SOURCE EXTRACT ▸
>>>>
November 18, 2008
International Shipholding special committee and Liberty Shipping trade shots
International Shipholding Group (NYSE:ISH) and its would be acquisitor, Liberty Shipping Group LLC, have been lobbing corporate custard pies at each other, as it were.
At 1.33 p.m. EST the International Shipholding special committee evaluating the Liberty offer released a statement saying that it was seeking a confidentiality agreement from Liberty, but that Liberty had refused to sign one.
At 4.33 p.m. EST, Liberty Shipping released a statement saying it had sent a letter telling the special committee that it intends to nominate an alternative slate of directors at ISH's next Annual Meeting
The special committee's announcement said that, with the assistance of its financial and legal advisors, it is continuing to evaluate the unsolicited offer to acquire the company made by Liberty Shipping Group LLC on September 2, 2008.
The special committee said that it would like to negotiate the terms of a confidentiality agreement with Liberty, which the special committee believes must contain customary standstill provisions, in order to permit Liberty to have access to non-public information regarding the company. However, the special committee says that, to date, Liberty has indicated it will not sign a confidentiality agreement that includes such provisions.
The special committee says it is also continuing to explore other strategic alternatives that may be in the best interests of all shareholders of the company.
Based upon the advice of counsel, the special committee believes that the lawsuit filed by Liberty on November 7, 2008 in Delaware against the company and the individual members of the Board of Directors of the company is without merit, and counsel will respond to such case in due course as required under Delaware law.
The text of the letter sent by Liberty to the special committee is as follows:
November 18, 2008
Mr. Edwin A. Lupberger Mr. Edward K. Trowbridge Mr. T. Lee Robinson, Jr. Mr. James J. McNamara Mr. H. Merritt Lane III as members of the Special Committee of the Board of Directors of International Shipholding Corporation
c/o International Shipholding Corporation 11 North Water Street, Suite 18290 Mobile, AL 36602
We were cautiously optimistic when the special committee's advisors reached out to us on November 7 with an indication that we start giving consideration to a due diligence request list in connection with our proposal to acquire International Shipholding (ISH). We promptly sent your legal advisors a due diligence request list and a draft confidentiality agreement, which contained terms comparable to those that ISH agreed to when we provided at your request confidential information relating to Liberty's ability to finance the proposed transaction. Four days later we received your proposed changes and additions to the confidentiality agreement. Our optimism turned to dismay with the realization that the special committee, management, the Johnsen family and their respective advisors are continuing to engage in more of the same obstructionist tactics that have characterized their actions since we initially raised the possibility of a business combination over five months ago.
<<<<
INFORMATION GIVEN ▸
>>>>
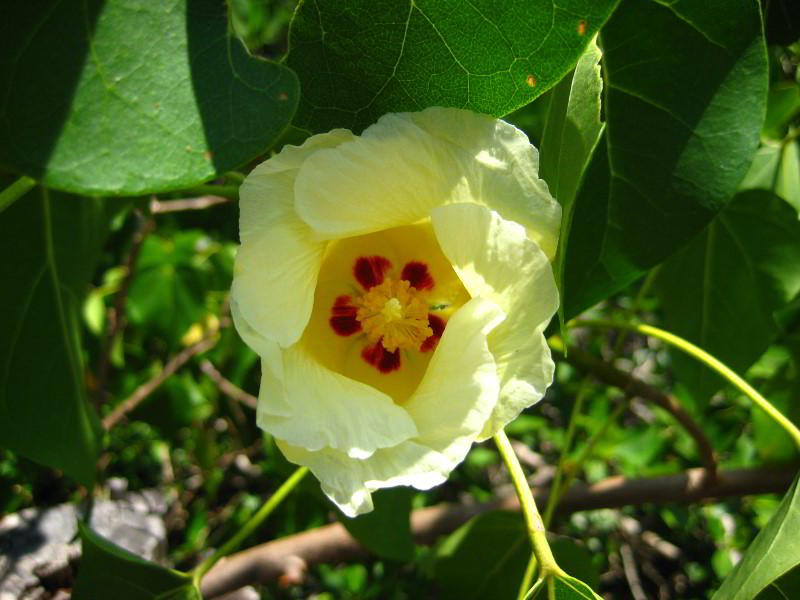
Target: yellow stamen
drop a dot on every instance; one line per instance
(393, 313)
<<<<
>>>>
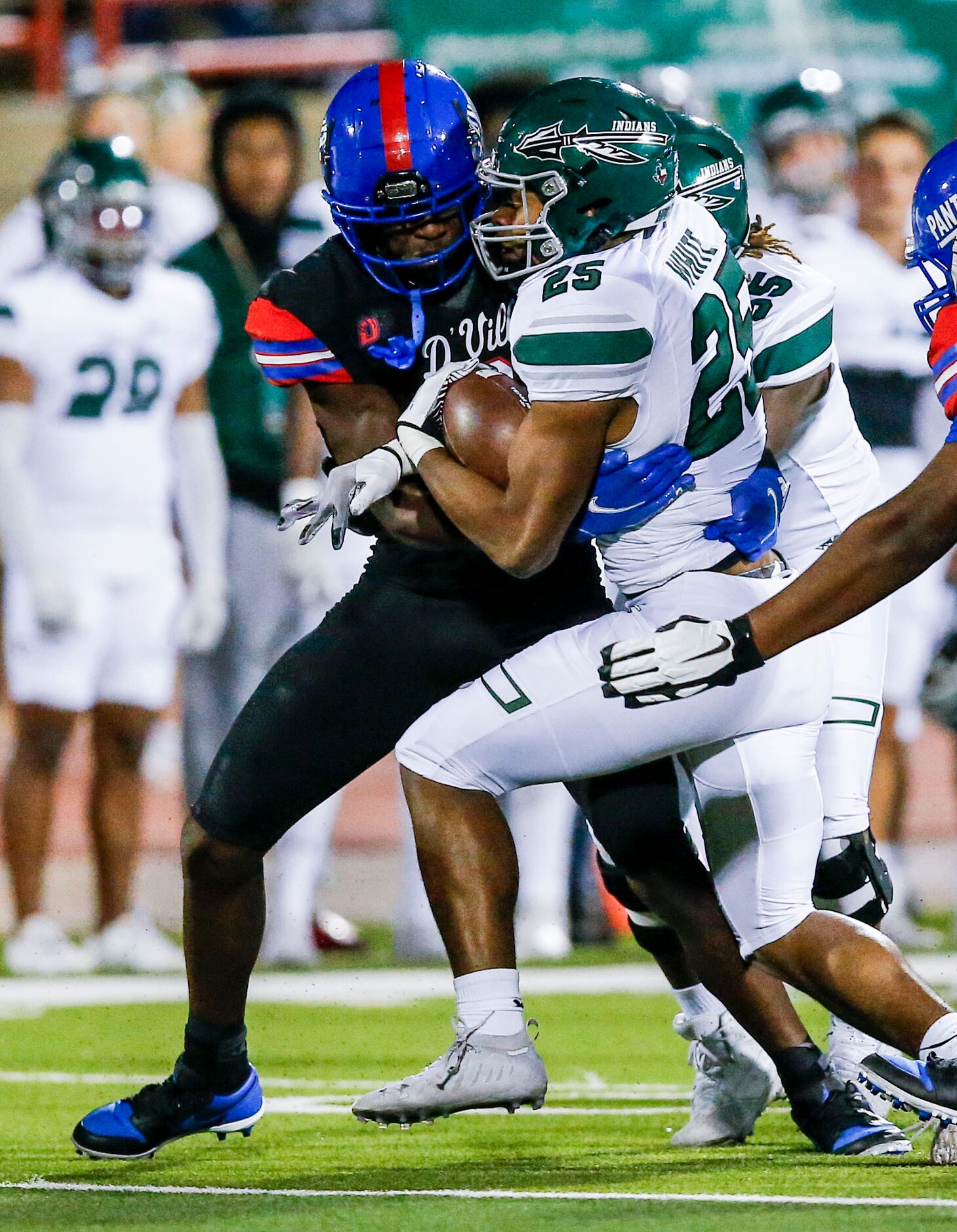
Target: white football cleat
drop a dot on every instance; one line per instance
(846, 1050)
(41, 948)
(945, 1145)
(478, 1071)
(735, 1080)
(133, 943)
<<<<
THE TASKS ▸
[a] In the article on the International Shipholding and Liberty Shipping dispute, on what date did Liberty file its lawsuit in Delaware?
[b] Rewrite the paragraph of the International Shipholding article that begins "The special committee said that it would like to negotiate" in a shorter form, keeping its main facts.
[c] Please pick up the International Shipholding article from the point where it stops and continue it.

IN RESPONSE ▸
[a] November 7, 2008

[b] The special committee wants to negotiate a confidentiality agreement that includes customary standstill provisions, so that Liberty can access non-public company information. So far, Liberty has said it will not sign an agreement with such provisions.

[c]
In particular, we are very disappointed with your request that we agree to a standstill provision, as well as covenants directed at limiting our ability to communicate with other ISH shareholders. Perhaps even more egregiously, you asked that we agree to covenants imposing restrictions on our ability to conduct our day-to-day business in exchange for the receipt of ISH information. These provisions are entirely unacceptable and inappropriate under the circumstances.
Aside from a couple of brief telephone conversations between our advisors during the last ten days and the receipt of your mark-up to our proposed confidentiality agreement, there continues to be no dialogue between us. Both the committee and its advisors are in a constant state of paralysis and unable to act on a real-time basis, or otherwise do or say anything without apparently first consulting with the Johnsen family. This is contrary to your fiduciary duties as directors of ISH, and frankly defeats the purpose of forming a special committee to review our offer.
At this point it has become clear to us that ISH's current board and the members of the so-called "special committee" are acting at the direction and for the benefit of the Johnsen family and not in the best interest of stockholders. Therefore, we will seek to replace the entire ISH board at the company's next annual meeting. In the coming weeks we will provide further details to our fellow stockholders about the individuals who we will nominate to replace the Johnsen board. In the meantime, we will continue to prosecute our previously filed complaints in state and federal court. As you are undoubtedly aware by this point, we intend to hold each ISH director fully accountable for his actions and omissions to ISH's stockholders.
We continue to desire to engage in a cooperative dialogue with you, but, in light of your actions to date, the burden is now firmly on the special committee to demonstrate that it is prepared to act independently and in the best interest of all ISH stockholders.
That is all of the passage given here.